**Provided passage:**
■ ■ ■ ■ ■

Plus, kindness has a ripple effect, like throwing a pebble in a pond. One act of kindness can inspire others to do the same, creating a wave of positivity that can reach far and wide. Mother Teresa (1910-1997) once said:

“Kind words can be short and easy to speak, but their echoes are truly endless.”

Mother Teresa of Calcutta

And let’s not forget the benefits to ourselves. Studies have shown that being kind can reduce stress, increase happiness, and even make us live longer. So, in a way, kindness is like a magic potion for a healthier and happier life. It’s good for the soul.

When and how can we be kind? Anytime and anywhere. Kindness doesn’t have to be planned or staged. It can be spontaneous, instinctive, just a natural response to the situations and people around us.

But hold on, is there ever a time when we shouldn’t be kind? It’s not exactly black and white. Being kind doesn’t mean we should let people take advantage of us or cross our boundaries. Kindness isn’t about being a doormat.

Left to right: Jordan Peterson. Seneca. Marcus Aurelius. Mother Teresa of Calcutta.

Jordan Peterson, a Canadian clinical psychologist and professor, has talked a lot about being “nice.” He says there’s a big difference between being “nice” and just being “agreeable.” Agreeable people are super friendly, always looking for harmony, and don’t really like getting into fights or disagreements. But Peterson warns against being too agreeable because you might end up not standing up for yourself, letting people walk all over you, or avoiding arguments that need to happen.

He’s saying, don’t mistake being “nice” for being weak or letting people take you for a ride. It’s great to be kind, thoughtful, and respectful, but you also must stand up for yourself, set boundaries, and speak up about what you think and feel. A Stoic would say: walk away if you have to.

Stoics, however, wouldn’t be unkind on purpose; that would only show a lack of emotional control, a lack of maturity. Negative vibes can lead to being unkind and should be controlled. Marcus Aurelius (121-180), Roman Emperor and philosopher, wrote a lot about trying to understand people, even those who might have hurt us, and responding with reason and goodness and firmness, instead of anger.

You can totally be “nice” and still be strong and assertive.

How to be nice in the right way? Here’s what we can piece together from the writings of Peterson, the Stoics, and others:

1. Honest Self-Reflection: Understand yourself and your emotions. To manage negative emotions, you need to be aware of them first.

2. Responsibility: Take ownership of your emotions. Do not blame anyone for how you feel, and do not let anyone determine how you should feel.

3. Assertiveness, not Aggression: Assertive is not the same as aggressive. Express yourself and stand up for your needs without having to explain it to others, without resorting to aggression or unkindness. Being kind to others doesn’t mean to neglect being kind to yourself. Say “no” when you need to, set boundaries, negotiate to get what you want.

■ ■ ■ ■ ■

**Extracted data listing:**

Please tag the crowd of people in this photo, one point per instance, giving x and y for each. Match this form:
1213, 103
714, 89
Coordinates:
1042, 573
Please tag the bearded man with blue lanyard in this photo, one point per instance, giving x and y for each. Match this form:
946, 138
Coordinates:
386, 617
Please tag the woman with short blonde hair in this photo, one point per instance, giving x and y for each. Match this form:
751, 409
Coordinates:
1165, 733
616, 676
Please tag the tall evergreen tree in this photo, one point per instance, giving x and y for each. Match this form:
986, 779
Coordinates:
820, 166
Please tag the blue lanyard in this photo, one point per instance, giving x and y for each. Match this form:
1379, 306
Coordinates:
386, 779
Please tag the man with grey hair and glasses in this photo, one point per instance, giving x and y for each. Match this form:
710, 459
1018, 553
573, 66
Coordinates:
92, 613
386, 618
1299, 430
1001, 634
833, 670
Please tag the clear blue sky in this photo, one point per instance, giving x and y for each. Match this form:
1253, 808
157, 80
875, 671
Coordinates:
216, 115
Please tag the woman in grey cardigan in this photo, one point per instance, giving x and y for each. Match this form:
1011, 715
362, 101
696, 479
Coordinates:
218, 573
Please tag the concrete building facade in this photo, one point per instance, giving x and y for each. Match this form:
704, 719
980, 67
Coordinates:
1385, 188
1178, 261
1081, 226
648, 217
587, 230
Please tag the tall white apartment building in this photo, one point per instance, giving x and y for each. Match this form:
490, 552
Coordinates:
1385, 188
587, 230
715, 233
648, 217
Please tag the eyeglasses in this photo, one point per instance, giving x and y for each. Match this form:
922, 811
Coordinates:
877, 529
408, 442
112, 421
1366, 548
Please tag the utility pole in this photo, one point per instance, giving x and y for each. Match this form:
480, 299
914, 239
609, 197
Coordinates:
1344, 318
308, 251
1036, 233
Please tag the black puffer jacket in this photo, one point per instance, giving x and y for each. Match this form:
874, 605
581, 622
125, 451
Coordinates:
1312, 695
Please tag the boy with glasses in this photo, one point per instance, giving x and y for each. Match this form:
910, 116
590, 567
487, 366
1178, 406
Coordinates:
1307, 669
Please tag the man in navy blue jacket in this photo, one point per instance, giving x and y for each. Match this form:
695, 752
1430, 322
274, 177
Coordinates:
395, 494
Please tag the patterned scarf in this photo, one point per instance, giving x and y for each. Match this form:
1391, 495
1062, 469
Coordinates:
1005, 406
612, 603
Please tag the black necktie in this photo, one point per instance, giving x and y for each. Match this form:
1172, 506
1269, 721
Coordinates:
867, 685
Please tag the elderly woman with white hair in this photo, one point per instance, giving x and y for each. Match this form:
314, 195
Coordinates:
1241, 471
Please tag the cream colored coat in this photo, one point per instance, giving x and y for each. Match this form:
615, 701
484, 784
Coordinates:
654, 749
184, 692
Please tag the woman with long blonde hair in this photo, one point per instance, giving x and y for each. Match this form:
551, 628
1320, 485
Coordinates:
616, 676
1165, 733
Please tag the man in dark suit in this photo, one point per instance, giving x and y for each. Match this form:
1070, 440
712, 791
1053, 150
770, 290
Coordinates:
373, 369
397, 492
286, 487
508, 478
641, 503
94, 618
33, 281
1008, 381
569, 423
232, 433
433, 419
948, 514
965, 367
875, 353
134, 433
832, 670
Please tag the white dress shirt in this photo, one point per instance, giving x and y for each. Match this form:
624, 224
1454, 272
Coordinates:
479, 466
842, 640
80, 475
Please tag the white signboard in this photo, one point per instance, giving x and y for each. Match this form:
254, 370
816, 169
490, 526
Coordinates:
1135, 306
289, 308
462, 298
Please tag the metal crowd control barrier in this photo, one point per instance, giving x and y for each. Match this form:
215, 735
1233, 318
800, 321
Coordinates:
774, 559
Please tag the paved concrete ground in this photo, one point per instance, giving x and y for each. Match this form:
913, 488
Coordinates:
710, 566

■ ■ ■ ■ ■

**Check your understanding:**
1. Copy everything in the passage on kindness from "How to be nice" down to "you should feel.".
2. In the passage on kindness, what is Jordan Peterson's profession?
The listing has nothing to do with the passage on kindness.

**Responses for each task:**
1.
How to be nice in the right way? Here’s what we can piece together from the writings of Peterson, the Stoics, and others:

1. Honest Self-Reflection: Understand yourself and your emotions. To manage negative emotions, you need to be aware of them first.

2. Responsibility: Take ownership of your emotions. Do not blame anyone for how you feel, and do not let anyone determine how you should feel.

2. He is a Canadian clinical psychologist and professor.